Texto:
□ □ □ □ □ □ □
Precisamos Questionar!


Muitos dos meus amigos dizem que sou questionador e que às vezes tenho opiniões muito polêmicas sobre determinados assuntos.


Mas acredito que nós, como seres humanos e, especialmente, como cidadãos que somos, detentores de direitos e deveres, células de um grande organismo chamado sociedade, precisamos e devemos questionar.


Questionar tudo! Raciocinar, avaliar, analisar, enfim, pensar!


E não aceitar as coisas só porque a maioria pensa desse jeito ou age de tal forma. Maioria nunca foi sinal de sabedoria ou de inteligência, muito pelo contrário. Como diria Raul: "Eu prefiro ser essa metamorfose ambulante do que ter aquela velha opinião formada sobre tudo".


Então fiz o blog nesse sentido e dei o nome de QUESTIONAMENTOS, ou seja, quem quiser entrar, participar, questionar, dar sua opinião, fique à vontade.


Na medida do possível vou estar postando aqui textos e artigos de diversos assuntos: política, religião, relacionamento... e de preferência que leve o leitor à reflexão.


É isso ai galera! Vamos questionar!

terça-feira, 29 de janeiro de 2013

*Texto enviado pelo amigo Luiz Eduardo "REFLEXÕES SOBRE A SÚMULA 492 DO STJ. ACERTO OU DESACERTO DA CORTE DA CIDADANIA?"


Ao julgar incabível a medida de internação para menores, que não tiveram registros policiais anteriores, envolvidos com a prática do ato infracional similar ao tráfico de drogas, o Superior Tribunal de Justiça solidificou a sua jurisprudência há muito consolidada, com a edição do verbete sumular 492: “O ato infracional análogo ao tráfico de drogas, por si só, não conduz obrigatoriamente à imposição de medida sócio-educativa de internação do adolescente”.

A despeito de o entendimento da Corte da Cidadania seguir a exegese extraída da letra fria da lei, percebe-se que não é a interpretação mais consentânea com a realidade brasileira atual. E algumas reflexões sobre seu impacto na sociedade hão de ser destacadas. Pensemos...
□ □ □ □ □ □ □
Dados fornecidos:
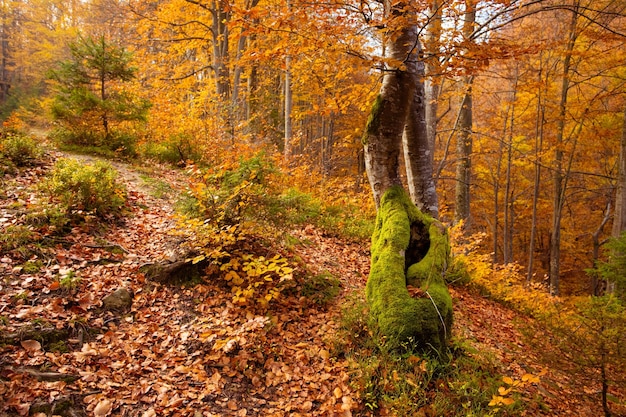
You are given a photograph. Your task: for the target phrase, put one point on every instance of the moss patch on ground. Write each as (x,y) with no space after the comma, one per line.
(424,321)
□ □ □ □ □ □ □
O que fazer:
1 - Transcreva do texto o trecho que vai de "terça-feira, 29 de" até "ser destacadas. Pensemos...".
2 - Liste os assuntos que o texto cita como exemplos dos temas dos textos e artigos a serem postados no blog.

Respostas:
1 -
terça-feira, 29 de janeiro de 2013

*Texto enviado pelo amigo Luiz Eduardo "REFLEXÕES SOBRE A SÚMULA 492 DO STJ. ACERTO OU DESACERTO DA CORTE DA CIDADANIA?"


Ao julgar incabível a medida de internação para menores, que não tiveram registros policiais anteriores, envolvidos com a prática do ato infracional similar ao tráfico de drogas, o Superior Tribunal de Justiça solidificou a sua jurisprudência há muito consolidada, com a edição do verbete sumular 492: “O ato infracional análogo ao tráfico de drogas, por si só, não conduz obrigatoriamente à imposição de medida sócio-educativa de internação do adolescente”.

A despeito de o entendimento da Corte da Cidadania seguir a exegese extraída da letra fria da lei, percebe-se que não é a interpretação mais consentânea com a realidade brasileira atual. E algumas reflexões sobre seu impacto na sociedade hão de ser destacadas. Pensemos...

2 - política, religião, relacionamento